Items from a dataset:
____________________

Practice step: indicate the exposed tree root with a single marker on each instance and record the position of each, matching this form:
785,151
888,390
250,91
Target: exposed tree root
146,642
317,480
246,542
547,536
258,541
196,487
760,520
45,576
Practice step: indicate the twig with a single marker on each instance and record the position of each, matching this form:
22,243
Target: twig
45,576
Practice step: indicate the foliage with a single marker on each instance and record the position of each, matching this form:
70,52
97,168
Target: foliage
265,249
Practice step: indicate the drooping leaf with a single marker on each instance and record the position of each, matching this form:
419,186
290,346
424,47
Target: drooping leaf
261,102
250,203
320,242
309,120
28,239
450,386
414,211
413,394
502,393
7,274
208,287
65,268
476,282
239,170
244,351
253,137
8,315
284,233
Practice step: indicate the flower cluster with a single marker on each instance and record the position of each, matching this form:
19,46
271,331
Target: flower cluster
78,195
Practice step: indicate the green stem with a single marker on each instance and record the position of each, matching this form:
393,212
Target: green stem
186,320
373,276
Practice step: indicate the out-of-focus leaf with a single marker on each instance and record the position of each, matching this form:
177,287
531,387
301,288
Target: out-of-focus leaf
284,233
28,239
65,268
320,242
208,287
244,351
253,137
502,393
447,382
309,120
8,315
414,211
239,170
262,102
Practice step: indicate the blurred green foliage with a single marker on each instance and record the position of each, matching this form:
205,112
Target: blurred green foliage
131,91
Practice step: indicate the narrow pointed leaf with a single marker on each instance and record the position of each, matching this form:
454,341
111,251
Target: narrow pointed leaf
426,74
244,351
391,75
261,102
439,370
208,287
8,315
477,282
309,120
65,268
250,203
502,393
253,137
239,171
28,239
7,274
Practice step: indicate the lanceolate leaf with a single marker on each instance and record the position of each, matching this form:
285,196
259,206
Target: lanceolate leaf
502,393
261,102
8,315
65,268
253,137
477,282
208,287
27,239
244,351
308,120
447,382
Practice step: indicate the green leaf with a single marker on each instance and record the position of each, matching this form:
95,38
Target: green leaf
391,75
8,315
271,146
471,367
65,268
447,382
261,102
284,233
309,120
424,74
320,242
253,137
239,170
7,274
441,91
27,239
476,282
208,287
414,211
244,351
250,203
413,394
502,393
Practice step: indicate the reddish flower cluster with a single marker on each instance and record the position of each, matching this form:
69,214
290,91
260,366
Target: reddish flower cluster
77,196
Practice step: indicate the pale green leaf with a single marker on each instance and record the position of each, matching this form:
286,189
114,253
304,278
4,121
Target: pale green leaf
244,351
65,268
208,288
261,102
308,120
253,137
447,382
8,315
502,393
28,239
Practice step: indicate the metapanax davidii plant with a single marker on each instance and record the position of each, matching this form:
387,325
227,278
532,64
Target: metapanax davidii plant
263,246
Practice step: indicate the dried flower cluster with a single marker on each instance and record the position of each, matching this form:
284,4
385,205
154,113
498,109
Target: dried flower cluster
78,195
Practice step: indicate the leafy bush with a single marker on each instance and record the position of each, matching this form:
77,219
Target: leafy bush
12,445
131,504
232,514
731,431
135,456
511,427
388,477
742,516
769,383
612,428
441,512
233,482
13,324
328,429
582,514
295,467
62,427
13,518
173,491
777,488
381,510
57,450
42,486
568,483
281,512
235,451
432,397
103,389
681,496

____________________

▶ **EXERCISE**: Rewrite the listing above, replacing every occurrence of "single marker" with "single point" and leaving everything else unchanged.

▶ **RESULT OF THE TASK**:
Practice step: indicate the exposed tree root with a single point on each instance and record the position of each, matching this form:
785,151
888,390
250,91
Target: exposed tree root
146,642
317,480
246,542
547,536
258,541
196,487
760,520
45,576
Practice step: indicate the twig with a single point on each instance and record the position of each, matching this form:
22,243
Target: twig
45,576
Practice step: indicate the foliage with a single point on each instance and record the position of each, matching this form:
70,52
97,168
Target: foliage
265,249
Practice step: indicate the drooping leaf with a single point on each instance and record the position of each, matching this form:
419,186
290,346
424,47
Target: drooping leaf
261,102
250,203
320,242
309,120
28,239
450,386
414,211
413,394
502,393
7,274
208,287
65,268
476,282
239,170
244,351
253,137
8,315
284,233
Practice step: indicate the flower cluster with a single point on each instance and record the position of each, matching this form:
19,46
271,331
Target: flower cluster
78,195
Practice step: indicate the green stem with a single point on each instance and record the position of each, matching this form:
393,212
Target: green stem
186,320
373,276
Practice step: indicate the out-of-focus leaf with a single point on each instance and record the position of each, matching this form:
177,287
531,387
301,288
Target: out-of-focus leaf
284,233
28,239
65,268
320,242
208,287
244,351
253,137
502,393
447,382
309,120
8,315
414,211
239,170
262,102
Practice step: indicate the blurred green foliage with a single point on each instance and record the position of each, matching this form:
205,112
Target: blurred green foliage
131,91
Practice step: indicate the narrow pointed leaf with a single point on each instance and record the position of each, matching this form:
454,341
111,251
Target: narrow pointed leaf
426,74
244,351
391,75
261,102
439,370
208,287
8,315
477,282
309,120
65,268
250,203
502,393
253,137
239,171
28,239
7,274
Practice step: indicate the lanceolate leaf with a single point on each instance and record the position of each, matching this form:
285,196
259,206
Target: lanceolate leaf
502,393
261,102
8,315
65,268
253,137
477,282
208,287
27,239
244,351
308,120
447,382
Practice step: indicate the green leaf with a single point on each instance and record the position of each, matching this form:
95,38
Target: green leaf
391,75
8,315
271,146
471,367
65,268
447,382
261,102
284,233
309,120
424,74
320,242
253,137
239,170
7,274
441,91
27,239
476,282
208,287
414,211
244,351
250,203
413,394
502,393
Practice step: indicate the reddish flower cluster with a single point on each instance and record the position of each, matching this form:
69,214
290,91
260,366
Target: reddish flower cluster
77,196
Practice step: indicate the pale green leaf with a single point on each instance and record the position of each, matching this form:
286,189
114,253
304,278
4,121
Target: pale green leaf
244,351
65,268
208,288
261,102
308,120
253,137
447,382
8,315
502,393
28,239
Practice step: indicate the metapanax davidii plant with a single point on each instance and record the position of each, matching this form:
387,325
227,278
532,64
Target: metapanax davidii plant
263,246
Practice step: indicate the dried flower cluster with a single point on each instance and record the position of each, matching this form:
284,4
385,205
154,113
498,109
Target: dried flower cluster
78,195
Practice step: indicate the leafy bush with a single point on each instance and record the position of each, matching this form:
77,219
Target: leafy bush
12,445
131,504
232,514
731,431
135,456
511,427
388,477
742,516
769,383
612,428
441,512
233,482
13,324
328,429
582,514
295,467
62,427
13,518
173,491
777,488
381,510
57,450
42,486
568,483
281,512
235,451
432,397
103,389
681,496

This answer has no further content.